Set exercise: Repeat each of the rows below word for word.

-- START Data to process --

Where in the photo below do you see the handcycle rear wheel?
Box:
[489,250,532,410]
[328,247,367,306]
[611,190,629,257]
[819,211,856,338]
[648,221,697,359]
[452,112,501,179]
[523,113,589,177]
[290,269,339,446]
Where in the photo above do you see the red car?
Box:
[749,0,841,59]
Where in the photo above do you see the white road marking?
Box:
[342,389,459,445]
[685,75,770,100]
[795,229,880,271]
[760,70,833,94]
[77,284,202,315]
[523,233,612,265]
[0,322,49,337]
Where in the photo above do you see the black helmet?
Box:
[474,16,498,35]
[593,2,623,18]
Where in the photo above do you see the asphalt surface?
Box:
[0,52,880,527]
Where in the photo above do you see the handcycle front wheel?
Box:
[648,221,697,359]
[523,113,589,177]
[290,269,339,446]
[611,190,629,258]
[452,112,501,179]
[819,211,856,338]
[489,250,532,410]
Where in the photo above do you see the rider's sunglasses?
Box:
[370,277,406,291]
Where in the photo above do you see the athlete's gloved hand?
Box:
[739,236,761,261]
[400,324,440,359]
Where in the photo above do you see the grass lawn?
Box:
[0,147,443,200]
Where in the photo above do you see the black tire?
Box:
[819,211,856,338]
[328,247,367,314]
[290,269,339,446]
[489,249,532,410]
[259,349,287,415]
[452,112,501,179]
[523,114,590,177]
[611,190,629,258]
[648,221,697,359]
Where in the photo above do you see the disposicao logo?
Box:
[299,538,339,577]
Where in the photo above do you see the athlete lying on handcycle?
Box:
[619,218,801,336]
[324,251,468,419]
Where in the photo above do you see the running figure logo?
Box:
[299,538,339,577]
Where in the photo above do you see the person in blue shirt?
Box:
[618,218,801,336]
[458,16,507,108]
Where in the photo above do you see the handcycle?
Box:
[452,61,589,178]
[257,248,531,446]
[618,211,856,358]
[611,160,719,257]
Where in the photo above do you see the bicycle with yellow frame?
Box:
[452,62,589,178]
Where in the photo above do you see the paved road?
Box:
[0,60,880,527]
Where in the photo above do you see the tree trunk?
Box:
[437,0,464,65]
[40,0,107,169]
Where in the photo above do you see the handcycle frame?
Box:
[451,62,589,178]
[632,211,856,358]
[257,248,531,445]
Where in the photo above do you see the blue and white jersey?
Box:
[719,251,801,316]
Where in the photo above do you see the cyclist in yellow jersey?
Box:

-- END Data to process --

Result for this task:
Where in the photo below do you see the handcycle rear wheel?
Box:
[489,250,532,410]
[328,247,367,306]
[611,190,629,257]
[819,211,856,338]
[648,221,697,359]
[452,112,501,179]
[523,113,589,177]
[290,269,339,446]
Where in the photo above do you see the red car?
Box:
[749,0,841,59]
Where in the photo above do you see the white road marking?
Box:
[342,389,459,445]
[685,75,770,100]
[795,229,880,271]
[760,70,833,94]
[77,284,202,315]
[523,233,612,265]
[0,322,49,337]
Where in the photo above do you see the black helmet?
Box:
[474,16,498,35]
[593,2,623,18]
Where in the photo above do you see the asphalt surface?
Box:
[0,52,880,527]
Where in the photo above do you see the handcycle front wheel?
Box:
[648,221,697,359]
[523,113,589,177]
[290,269,339,446]
[611,190,629,258]
[452,112,501,179]
[819,211,856,338]
[489,250,532,410]
Where in the photo above do you see the rider's sunglasses?
Box:
[370,277,406,291]
Where in the photo above do you see the athlete's gloved hand?
Box:
[739,236,761,261]
[400,324,440,359]
Where in the photo above do you see the grass lawn?
Box:
[0,147,443,200]
Where in the photo above do you see the black tire?
Box:
[819,211,856,338]
[328,247,367,314]
[290,269,339,446]
[489,249,532,410]
[259,349,287,415]
[452,112,501,179]
[523,114,590,177]
[611,190,629,258]
[648,221,697,359]
Where in the photo above do you see the disposicao logo?
Box:
[299,538,339,577]
Where in the photo above do you see the athlete lying on handcycle?
Box:
[619,218,801,336]
[324,251,468,419]
Where in the photo above do you see the running figure logo?
Box:
[299,538,339,577]
Where in the photo above do you see the person in blue shirt?
Box:
[618,218,801,336]
[458,16,507,108]
Where in the photo above do you see the handcycle?
Box:
[452,61,589,178]
[257,248,531,446]
[618,211,856,358]
[611,160,719,257]
Where in the photo above do you see the bicycle with yellow frame?
Box:
[452,62,589,178]
Where in the photo above do you see the paved road?
Box:
[0,60,880,527]
Where in the photo above do you see the tree trunk?
Box:
[437,0,464,65]
[40,0,107,169]
Where in the photo above do you see the handcycle frame?
Box:
[451,62,589,178]
[632,211,856,358]
[257,248,531,445]
Where in the photo above do you see the blue and white jersey?
Box:
[719,251,801,316]
Where in the photo above do you see the cyclist in yellow jersey?
Box:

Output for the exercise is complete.